> _Problem details_
Find each line in the material below that contains the string "woman", and copy those lines out. Case counts.

****

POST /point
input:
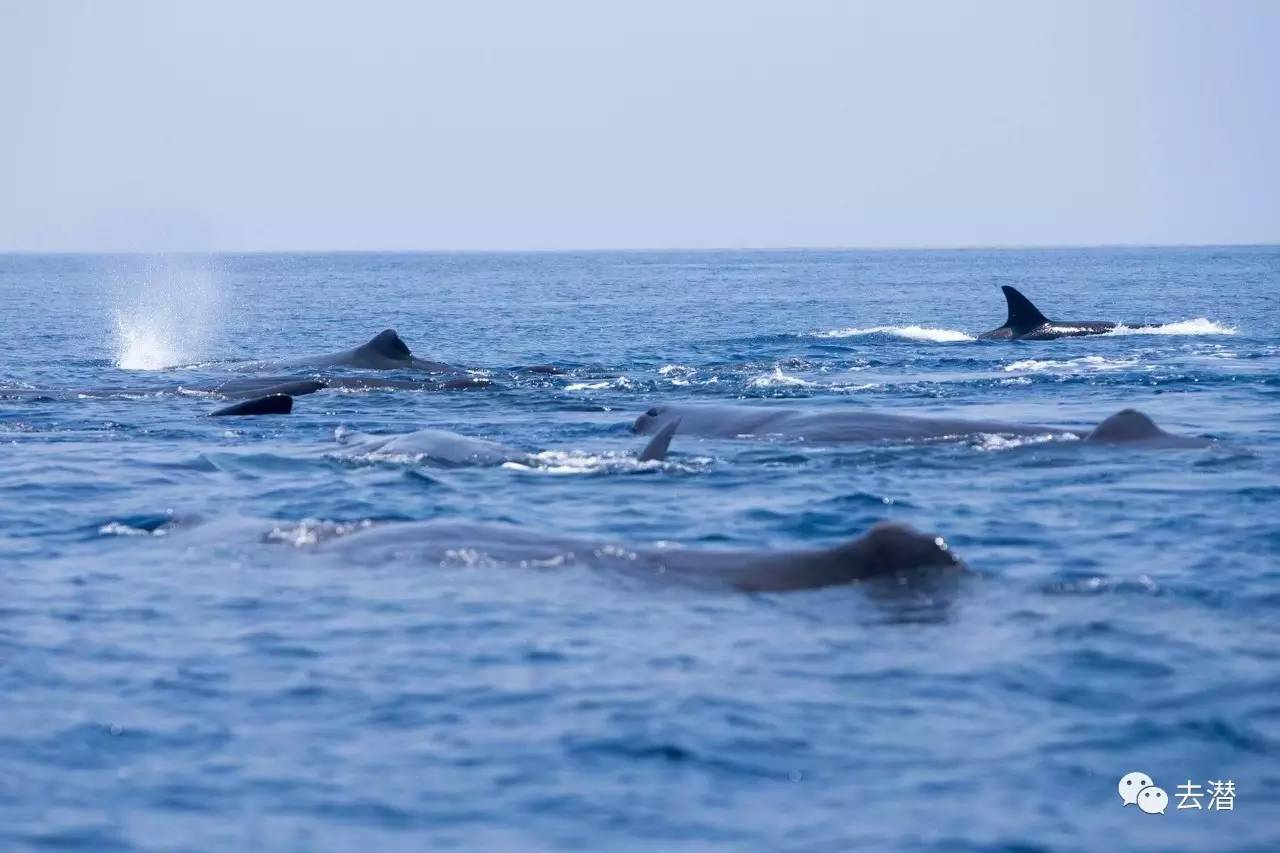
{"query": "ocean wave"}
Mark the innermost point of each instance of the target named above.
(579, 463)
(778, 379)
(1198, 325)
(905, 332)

****

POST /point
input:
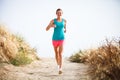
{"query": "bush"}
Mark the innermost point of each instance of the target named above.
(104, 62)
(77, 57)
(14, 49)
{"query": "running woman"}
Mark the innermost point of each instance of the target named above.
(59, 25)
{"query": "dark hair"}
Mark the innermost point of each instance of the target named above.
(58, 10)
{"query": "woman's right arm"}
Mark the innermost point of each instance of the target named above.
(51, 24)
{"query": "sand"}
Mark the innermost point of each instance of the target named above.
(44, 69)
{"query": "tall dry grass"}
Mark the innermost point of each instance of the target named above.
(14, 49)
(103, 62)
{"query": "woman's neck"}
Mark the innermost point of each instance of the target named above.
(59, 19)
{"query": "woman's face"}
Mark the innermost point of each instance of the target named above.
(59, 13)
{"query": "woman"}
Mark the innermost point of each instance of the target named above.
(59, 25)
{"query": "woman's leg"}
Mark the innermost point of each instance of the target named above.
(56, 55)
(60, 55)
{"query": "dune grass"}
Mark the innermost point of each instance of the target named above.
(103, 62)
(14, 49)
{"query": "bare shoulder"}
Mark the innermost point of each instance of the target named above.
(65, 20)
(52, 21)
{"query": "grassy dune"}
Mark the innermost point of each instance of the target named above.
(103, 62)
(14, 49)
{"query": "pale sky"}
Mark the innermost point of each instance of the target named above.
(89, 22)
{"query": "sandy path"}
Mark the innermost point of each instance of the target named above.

****

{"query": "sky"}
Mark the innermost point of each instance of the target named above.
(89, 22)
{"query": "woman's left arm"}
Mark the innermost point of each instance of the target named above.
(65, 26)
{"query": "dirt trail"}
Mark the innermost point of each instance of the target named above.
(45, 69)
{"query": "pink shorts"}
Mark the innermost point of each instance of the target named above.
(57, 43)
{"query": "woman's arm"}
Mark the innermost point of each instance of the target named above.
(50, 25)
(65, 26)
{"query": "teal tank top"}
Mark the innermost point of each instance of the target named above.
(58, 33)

****

> _Written response_
{"query": "running woman"}
{"query": "woman's right arm"}
{"query": "woman's neck"}
{"query": "woman's face"}
{"query": "woman"}
{"query": "woman's leg"}
{"query": "woman's left arm"}
{"query": "woman's arm"}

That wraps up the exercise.